-- START OF PASSAGE PROVIDED --
Critic's Choice Spotlight: Dave Taylor

DAVE TAYLOR has been a cinephile since childhood, and, growing up in Los Angeles, bumped into endless productions, celebrities and industry professionals. He runs the film site PlanetDave.com, is the co-founder of the Denver Film Critic Society, and teaches film and communication courses at the University of Denver. An avid YouTuber, his video product reviews often have nods to the visual language of cinema, from editing style and rhythm to color palettes and backgrounds. His favorite films include Lawrence of Arabia, Nine Queens, 2001: A Space Odyssey, Inception, Seven Samurai, Alien, and The Postman Always Rings Twice.
-- END OF PASSAGE PROVIDED --
-- START OF GIVEN DATA --
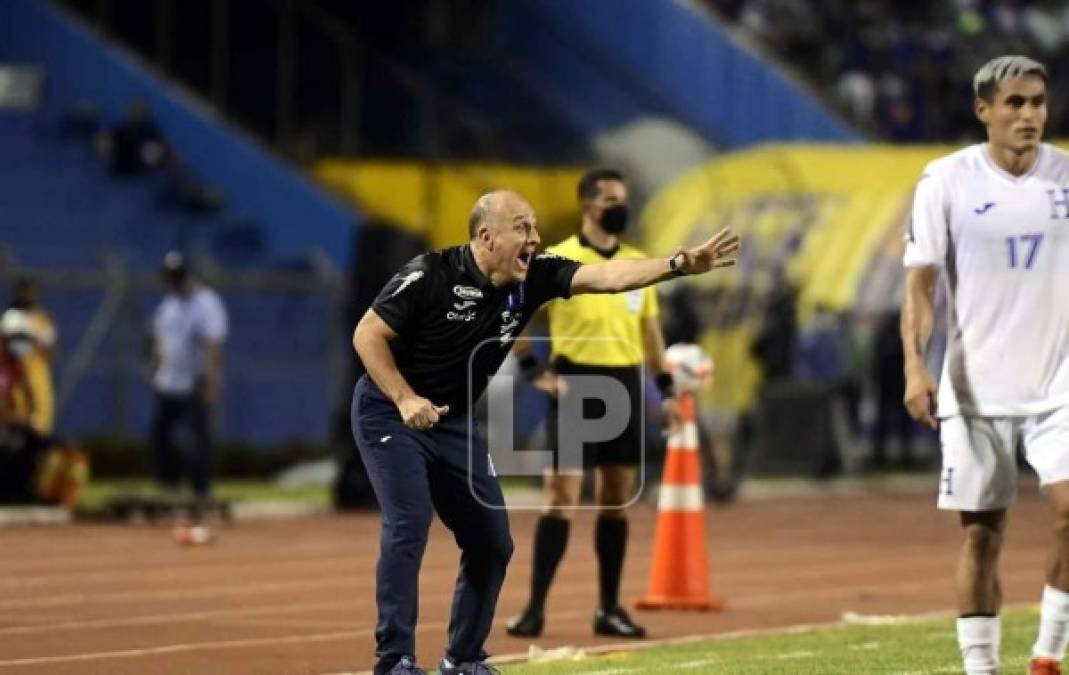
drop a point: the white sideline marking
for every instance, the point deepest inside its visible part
(697, 663)
(285, 610)
(749, 632)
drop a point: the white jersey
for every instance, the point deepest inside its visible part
(183, 326)
(1004, 244)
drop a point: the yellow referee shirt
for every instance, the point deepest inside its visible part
(608, 323)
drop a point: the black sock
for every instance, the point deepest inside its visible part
(551, 538)
(386, 663)
(610, 542)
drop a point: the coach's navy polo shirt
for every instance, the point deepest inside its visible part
(454, 327)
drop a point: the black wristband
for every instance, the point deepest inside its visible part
(665, 384)
(530, 367)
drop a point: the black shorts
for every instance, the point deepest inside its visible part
(625, 447)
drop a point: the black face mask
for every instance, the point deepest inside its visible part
(614, 218)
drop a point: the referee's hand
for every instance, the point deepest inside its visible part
(419, 413)
(721, 250)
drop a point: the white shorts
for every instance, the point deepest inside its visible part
(979, 457)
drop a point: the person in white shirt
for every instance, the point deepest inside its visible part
(188, 332)
(994, 217)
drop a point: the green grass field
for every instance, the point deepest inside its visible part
(899, 647)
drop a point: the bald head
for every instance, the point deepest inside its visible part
(493, 205)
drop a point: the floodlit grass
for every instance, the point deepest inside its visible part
(909, 647)
(98, 492)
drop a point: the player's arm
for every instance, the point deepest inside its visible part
(653, 350)
(616, 276)
(213, 371)
(918, 319)
(371, 340)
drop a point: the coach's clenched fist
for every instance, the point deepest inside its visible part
(419, 413)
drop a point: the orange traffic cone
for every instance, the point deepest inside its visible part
(679, 579)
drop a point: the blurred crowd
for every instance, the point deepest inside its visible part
(902, 71)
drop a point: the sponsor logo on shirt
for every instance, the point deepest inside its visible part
(467, 292)
(409, 278)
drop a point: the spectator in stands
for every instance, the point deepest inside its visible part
(19, 445)
(16, 342)
(26, 296)
(892, 419)
(136, 147)
(915, 54)
(188, 332)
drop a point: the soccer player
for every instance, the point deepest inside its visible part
(448, 319)
(995, 218)
(614, 334)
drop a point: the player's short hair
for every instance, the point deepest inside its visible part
(588, 184)
(174, 266)
(994, 72)
(479, 213)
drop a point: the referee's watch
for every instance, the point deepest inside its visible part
(675, 262)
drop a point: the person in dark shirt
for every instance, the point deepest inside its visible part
(136, 146)
(432, 339)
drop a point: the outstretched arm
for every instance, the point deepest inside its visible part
(615, 276)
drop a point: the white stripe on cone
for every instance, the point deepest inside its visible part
(685, 440)
(681, 499)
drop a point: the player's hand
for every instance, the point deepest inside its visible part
(920, 393)
(419, 413)
(551, 383)
(674, 416)
(721, 250)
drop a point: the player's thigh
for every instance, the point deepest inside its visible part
(615, 485)
(1047, 445)
(561, 491)
(979, 466)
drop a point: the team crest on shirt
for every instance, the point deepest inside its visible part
(467, 292)
(510, 321)
(409, 278)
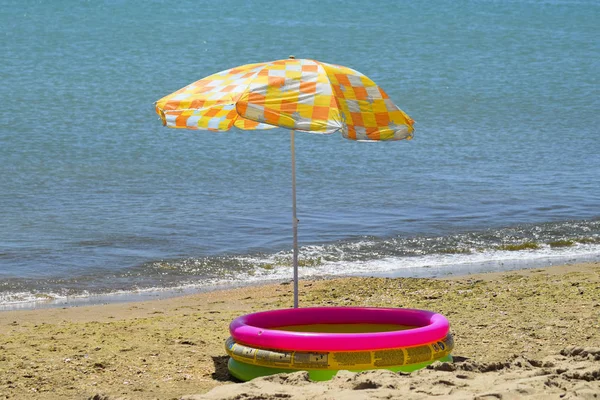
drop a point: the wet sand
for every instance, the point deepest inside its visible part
(532, 333)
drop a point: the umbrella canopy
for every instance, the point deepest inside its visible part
(297, 94)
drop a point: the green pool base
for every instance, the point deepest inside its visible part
(247, 372)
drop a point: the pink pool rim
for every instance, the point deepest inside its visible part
(260, 329)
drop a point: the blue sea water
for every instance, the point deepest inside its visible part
(97, 197)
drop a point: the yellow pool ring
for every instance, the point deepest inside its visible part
(338, 360)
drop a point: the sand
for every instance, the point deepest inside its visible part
(533, 334)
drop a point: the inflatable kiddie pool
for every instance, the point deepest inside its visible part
(325, 340)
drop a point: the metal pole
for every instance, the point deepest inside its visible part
(294, 222)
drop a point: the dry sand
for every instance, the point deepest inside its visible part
(525, 334)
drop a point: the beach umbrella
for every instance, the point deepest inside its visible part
(297, 94)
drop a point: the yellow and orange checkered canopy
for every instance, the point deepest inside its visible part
(304, 95)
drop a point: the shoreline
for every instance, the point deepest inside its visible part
(433, 272)
(173, 347)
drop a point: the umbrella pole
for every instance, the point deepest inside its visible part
(294, 221)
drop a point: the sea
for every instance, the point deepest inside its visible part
(101, 203)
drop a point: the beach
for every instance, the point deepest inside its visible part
(518, 334)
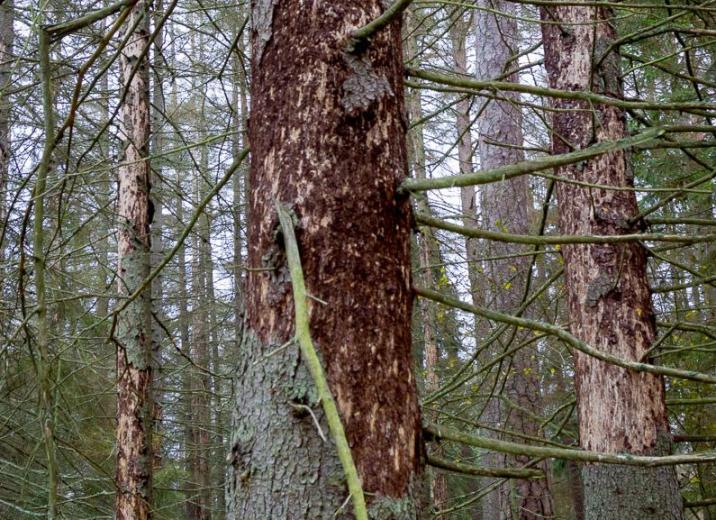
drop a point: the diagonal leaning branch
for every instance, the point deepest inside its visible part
(309, 355)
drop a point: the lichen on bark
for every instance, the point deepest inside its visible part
(338, 166)
(620, 411)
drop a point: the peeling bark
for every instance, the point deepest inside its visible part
(608, 294)
(506, 207)
(133, 336)
(338, 164)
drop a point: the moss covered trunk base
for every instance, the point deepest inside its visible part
(630, 493)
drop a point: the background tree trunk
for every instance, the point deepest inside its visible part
(328, 138)
(608, 292)
(134, 324)
(7, 36)
(506, 206)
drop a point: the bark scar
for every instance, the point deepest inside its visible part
(363, 86)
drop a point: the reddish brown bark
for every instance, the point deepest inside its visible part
(608, 293)
(133, 336)
(327, 137)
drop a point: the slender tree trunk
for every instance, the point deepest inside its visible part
(608, 294)
(429, 255)
(7, 36)
(327, 137)
(134, 324)
(201, 388)
(506, 206)
(157, 243)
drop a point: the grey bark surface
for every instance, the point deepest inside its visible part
(610, 306)
(133, 336)
(7, 36)
(506, 207)
(327, 136)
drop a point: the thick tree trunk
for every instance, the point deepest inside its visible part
(134, 324)
(506, 207)
(327, 138)
(608, 293)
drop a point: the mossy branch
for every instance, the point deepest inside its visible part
(361, 35)
(310, 357)
(567, 337)
(498, 236)
(467, 469)
(514, 448)
(524, 167)
(454, 80)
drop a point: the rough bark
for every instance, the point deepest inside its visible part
(608, 294)
(506, 207)
(327, 137)
(157, 242)
(133, 334)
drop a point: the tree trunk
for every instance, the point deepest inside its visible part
(7, 36)
(200, 388)
(608, 292)
(134, 324)
(506, 206)
(429, 256)
(327, 138)
(157, 244)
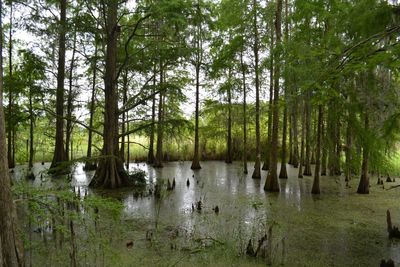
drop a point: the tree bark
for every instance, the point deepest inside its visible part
(124, 117)
(324, 149)
(59, 151)
(229, 128)
(11, 254)
(271, 183)
(307, 166)
(160, 124)
(301, 161)
(199, 57)
(150, 155)
(270, 103)
(110, 173)
(11, 123)
(257, 165)
(31, 128)
(316, 188)
(90, 165)
(70, 98)
(283, 172)
(363, 186)
(245, 171)
(348, 148)
(295, 160)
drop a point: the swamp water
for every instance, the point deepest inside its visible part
(337, 228)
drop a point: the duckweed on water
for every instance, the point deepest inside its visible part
(337, 228)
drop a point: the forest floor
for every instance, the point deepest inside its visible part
(337, 228)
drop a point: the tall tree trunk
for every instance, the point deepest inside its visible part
(315, 188)
(11, 123)
(271, 183)
(348, 148)
(324, 149)
(31, 127)
(363, 186)
(70, 99)
(295, 160)
(110, 173)
(10, 250)
(270, 103)
(124, 117)
(150, 155)
(160, 124)
(283, 172)
(90, 165)
(301, 161)
(338, 148)
(228, 158)
(307, 166)
(199, 57)
(59, 151)
(257, 165)
(245, 171)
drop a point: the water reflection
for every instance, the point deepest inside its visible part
(333, 222)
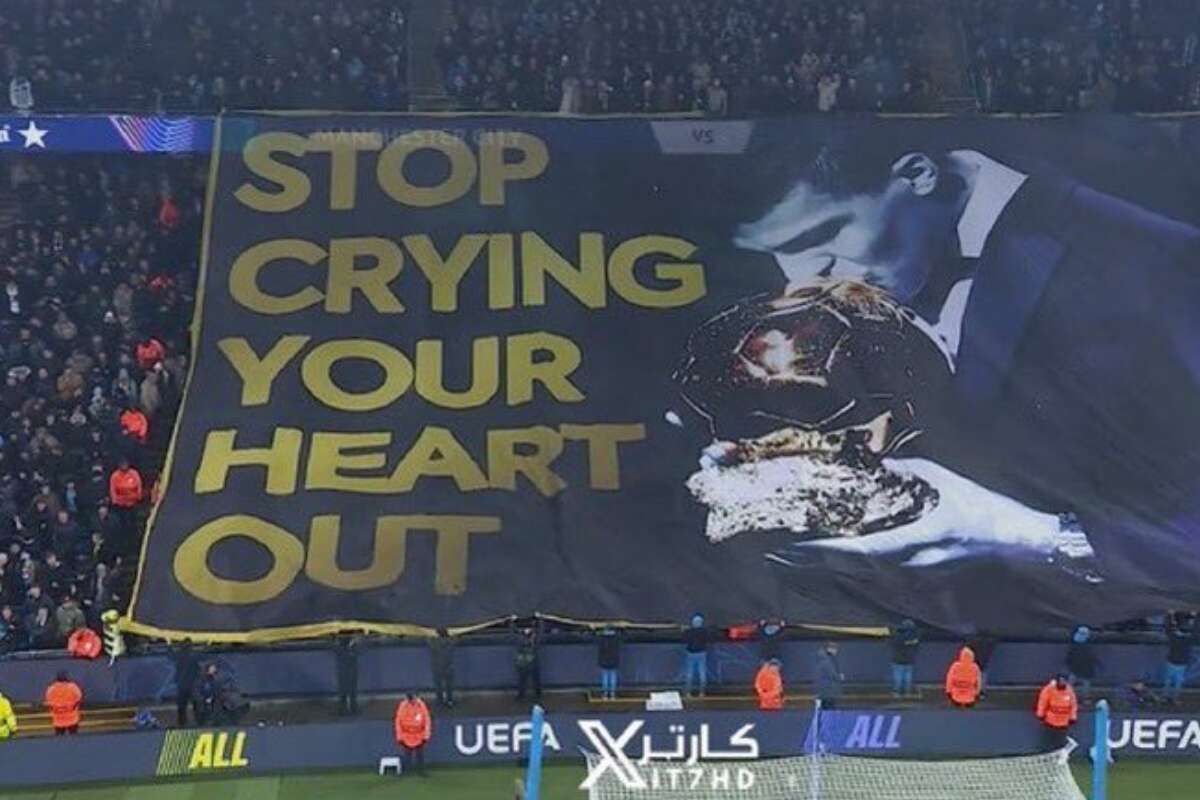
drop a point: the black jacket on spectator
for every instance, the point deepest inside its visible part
(1081, 660)
(609, 649)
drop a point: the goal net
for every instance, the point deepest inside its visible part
(844, 777)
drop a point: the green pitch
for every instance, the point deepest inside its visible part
(1129, 781)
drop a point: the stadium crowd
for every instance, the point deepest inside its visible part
(99, 268)
(192, 55)
(721, 56)
(1066, 55)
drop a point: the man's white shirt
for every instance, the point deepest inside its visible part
(995, 186)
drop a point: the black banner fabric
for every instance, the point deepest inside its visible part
(843, 371)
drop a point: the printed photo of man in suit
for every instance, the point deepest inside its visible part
(1073, 323)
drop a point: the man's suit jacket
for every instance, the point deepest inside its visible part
(1078, 378)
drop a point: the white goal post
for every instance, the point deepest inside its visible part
(820, 775)
(850, 777)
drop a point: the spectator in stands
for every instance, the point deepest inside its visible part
(695, 639)
(609, 660)
(1138, 696)
(442, 649)
(768, 684)
(7, 719)
(528, 661)
(905, 641)
(983, 644)
(414, 728)
(125, 489)
(1057, 709)
(1081, 661)
(718, 56)
(64, 698)
(90, 55)
(187, 671)
(69, 618)
(1181, 639)
(220, 701)
(963, 680)
(12, 633)
(829, 677)
(346, 653)
(41, 630)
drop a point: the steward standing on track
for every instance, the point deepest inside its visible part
(414, 727)
(1057, 710)
(768, 684)
(64, 698)
(963, 680)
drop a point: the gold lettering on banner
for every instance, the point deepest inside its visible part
(319, 561)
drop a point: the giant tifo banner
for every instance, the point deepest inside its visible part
(845, 371)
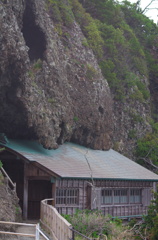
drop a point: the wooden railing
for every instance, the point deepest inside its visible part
(53, 223)
(125, 211)
(35, 235)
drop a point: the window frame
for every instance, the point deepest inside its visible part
(67, 196)
(123, 199)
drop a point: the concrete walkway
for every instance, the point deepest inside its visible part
(27, 230)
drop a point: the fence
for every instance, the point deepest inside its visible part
(35, 235)
(53, 223)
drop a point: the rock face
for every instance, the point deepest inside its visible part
(51, 90)
(9, 208)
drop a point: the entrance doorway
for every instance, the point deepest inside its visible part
(37, 191)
-- END OF GIVEN DATA --
### REQUEST
Please decide whether each statement agrees with the Dave Taylor profile: 1. Dave Taylor grew up in Denver. 2. He co-founded the Denver Film Critic Society. 3. Seven Samurai is one of his favorite films. Give yes or no for each, with the profile's deciding words quoted.

### WRITTEN SOLUTION
1. No: "growing up in Los Angeles"
2. Yes: "is the co-founder of the Denver Film Critic Society"
3. Yes: "His favorite films include Lawrence of Arabia, Nine Queens, 2001: A Space Odyssey, Inception, Seven Samurai"